» Data provided
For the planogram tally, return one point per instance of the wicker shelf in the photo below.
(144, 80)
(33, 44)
--
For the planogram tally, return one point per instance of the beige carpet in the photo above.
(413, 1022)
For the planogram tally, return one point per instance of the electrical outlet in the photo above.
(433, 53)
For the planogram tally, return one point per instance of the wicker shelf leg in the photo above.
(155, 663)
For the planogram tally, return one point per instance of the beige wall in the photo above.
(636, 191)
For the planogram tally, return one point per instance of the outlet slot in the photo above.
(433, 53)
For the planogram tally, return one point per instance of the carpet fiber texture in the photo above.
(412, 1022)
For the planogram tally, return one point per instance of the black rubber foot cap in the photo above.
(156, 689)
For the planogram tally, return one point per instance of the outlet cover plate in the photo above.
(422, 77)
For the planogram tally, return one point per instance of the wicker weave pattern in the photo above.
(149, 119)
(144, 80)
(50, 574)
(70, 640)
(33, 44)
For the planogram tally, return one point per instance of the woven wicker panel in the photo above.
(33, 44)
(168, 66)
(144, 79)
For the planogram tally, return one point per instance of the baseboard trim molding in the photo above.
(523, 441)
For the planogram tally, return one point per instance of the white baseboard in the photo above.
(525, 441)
---
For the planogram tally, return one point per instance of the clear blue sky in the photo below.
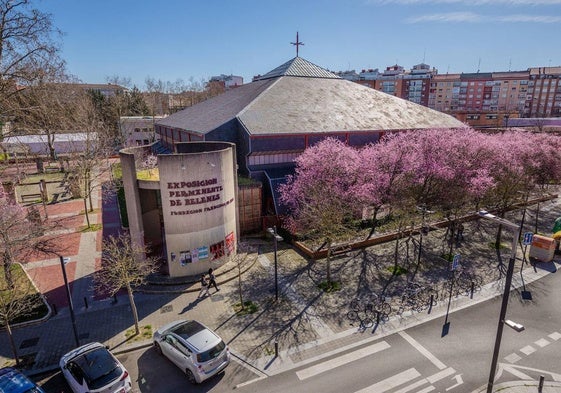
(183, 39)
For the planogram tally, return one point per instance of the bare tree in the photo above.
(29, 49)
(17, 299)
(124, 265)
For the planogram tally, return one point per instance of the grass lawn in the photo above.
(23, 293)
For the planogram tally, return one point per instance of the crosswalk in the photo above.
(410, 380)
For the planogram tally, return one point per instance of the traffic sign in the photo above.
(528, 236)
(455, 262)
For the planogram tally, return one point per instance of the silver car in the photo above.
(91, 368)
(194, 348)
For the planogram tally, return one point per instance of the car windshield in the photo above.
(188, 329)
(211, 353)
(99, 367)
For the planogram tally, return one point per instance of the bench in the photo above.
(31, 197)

» What to do
Return each line of the entries above that contains the string "below", copied in full and in its original order.

» Reply to the task
For the planogram tally, return one point per instance of the wicker shelf in the photo below.
For the planogram tally, return one point per instance of the clear blue sky in the photo below.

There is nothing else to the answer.